─── Texto proporcionado ───
En este contexto, la llamada Ley de Precios Justos que limitaba el margen de ganancia en un 30 por ciento del valor del producto -y menos aún, 14 a 20 por ciento, para alimentos y medicinas- quedó obsoleta, arrollada por la economía informal. El último índice inflacionario del que se tiene registro oficial es de 2015, un 180 por ciento. En 2016, se estima que superó el 700 por ciento y las proyecciones este año apuntan a los tres dígitos, 1134% de acuerdo al FMI.
En 2018, la escalada meteórica de precios podría perforar otro techo y llegar al 2500%. Así, un paquete de harina de maíz precocida que debería pagarse no más de 190 bolívares termina costando hasta 2000 en el mercado negro.
───
• Trabajo por hacer:
1. Enumera todas las cifras de inflación anual que aparecen en el texto sobre la inflación e indica el año o período que corresponde a cada una.
2. Responde estas preguntas con los datos del texto sobre la inflación:
(a) ¿Qué margen de ganancia máximo fijaba la Ley de Precios Justos sobre el valor del producto, sin contar alimentos y medicinas?
(b) ¿De qué año es el último índice inflacionario con registro oficial?
(c) ¿Cuánto puede llegar a costar en el mercado negro un paquete de harina de maíz precocida?
3. Escribe la continuación del texto sobre la inflación a partir de su última oración.
─── Extracto de datos ───
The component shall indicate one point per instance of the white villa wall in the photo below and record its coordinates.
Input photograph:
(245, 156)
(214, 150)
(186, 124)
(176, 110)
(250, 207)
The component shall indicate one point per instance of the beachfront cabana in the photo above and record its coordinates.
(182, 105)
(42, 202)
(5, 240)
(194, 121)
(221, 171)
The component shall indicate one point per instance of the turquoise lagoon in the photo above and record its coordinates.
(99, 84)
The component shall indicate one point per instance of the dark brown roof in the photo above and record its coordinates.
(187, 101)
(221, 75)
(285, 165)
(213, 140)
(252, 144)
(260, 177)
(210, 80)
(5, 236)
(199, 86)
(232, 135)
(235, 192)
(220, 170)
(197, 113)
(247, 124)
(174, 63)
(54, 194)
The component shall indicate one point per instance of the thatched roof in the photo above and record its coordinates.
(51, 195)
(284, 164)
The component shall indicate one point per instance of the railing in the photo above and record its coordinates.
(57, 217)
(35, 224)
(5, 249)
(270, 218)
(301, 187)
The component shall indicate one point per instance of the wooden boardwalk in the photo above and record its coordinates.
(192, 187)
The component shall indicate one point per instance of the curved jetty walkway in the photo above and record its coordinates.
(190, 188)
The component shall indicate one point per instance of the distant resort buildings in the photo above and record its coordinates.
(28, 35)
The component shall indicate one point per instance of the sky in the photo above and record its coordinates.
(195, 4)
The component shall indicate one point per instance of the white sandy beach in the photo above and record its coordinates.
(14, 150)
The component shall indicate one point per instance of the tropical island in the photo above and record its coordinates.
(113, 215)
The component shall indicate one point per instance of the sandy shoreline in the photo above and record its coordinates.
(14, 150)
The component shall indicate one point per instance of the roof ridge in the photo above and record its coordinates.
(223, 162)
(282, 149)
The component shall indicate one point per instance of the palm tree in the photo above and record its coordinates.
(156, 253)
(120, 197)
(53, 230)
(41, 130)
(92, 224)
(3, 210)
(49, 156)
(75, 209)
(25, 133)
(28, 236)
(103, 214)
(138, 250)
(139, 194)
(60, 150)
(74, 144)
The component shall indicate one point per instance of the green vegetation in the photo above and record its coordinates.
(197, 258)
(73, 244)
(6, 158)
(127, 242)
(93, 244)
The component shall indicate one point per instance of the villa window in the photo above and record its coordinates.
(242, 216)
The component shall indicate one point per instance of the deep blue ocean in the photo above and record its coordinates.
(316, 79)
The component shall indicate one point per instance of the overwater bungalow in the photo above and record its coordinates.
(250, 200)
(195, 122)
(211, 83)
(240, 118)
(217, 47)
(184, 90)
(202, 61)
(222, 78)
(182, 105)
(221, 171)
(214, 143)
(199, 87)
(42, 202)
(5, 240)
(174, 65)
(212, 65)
───
• Respuestas por tarea:
1.
- 2015: 180 por ciento (último índice oficial registrado)
- 2016: más de 700 por ciento (estimación)
- Este año: 1134% (proyección del FMI)
- 2018: 2500% (posible)

2.
(a) Un 30 por ciento del valor del producto.
(b) De 2015.
(c) Hasta 2000 bolívares.

3.
El Gobierno ha recurrido a los llamados Comités Locales de Abastecimiento y Producción, los CLAP, para evitar la especulación con los alimentos subsidiados, pero la oposición denuncia que funcionan como red clientelar, con un sesgo ideológico.
Estadísticas que asustan
De acuerdo al FMI, las reservas de Venezuela hoy andan por los u$s 6000 millones, un tercio de las que disponía en 2017. La deuda se lleva un porcentaje importante de ellas: carente casi de financiamiento exterior, Venezuela ha elegido honrar sus compromisos en bonos de PDVSA y la República para evitar caer en default.
Esto pese a que se multiplican las voces que piden un cese de pagos preventivo y ordenado antes de caer inevitablemente en uno caótico y tardío. Se estima que la deuda exterior ronda el 70 por ciento sobre su PBI y la deuda interior asciende otro 21 por ciento, según datos del banco de inversión Torino Capital.
Desde 2016 y hasta 2027, afronta pagos por 9000 millones promedio mientras su capacidad de pago mengua mes a mes.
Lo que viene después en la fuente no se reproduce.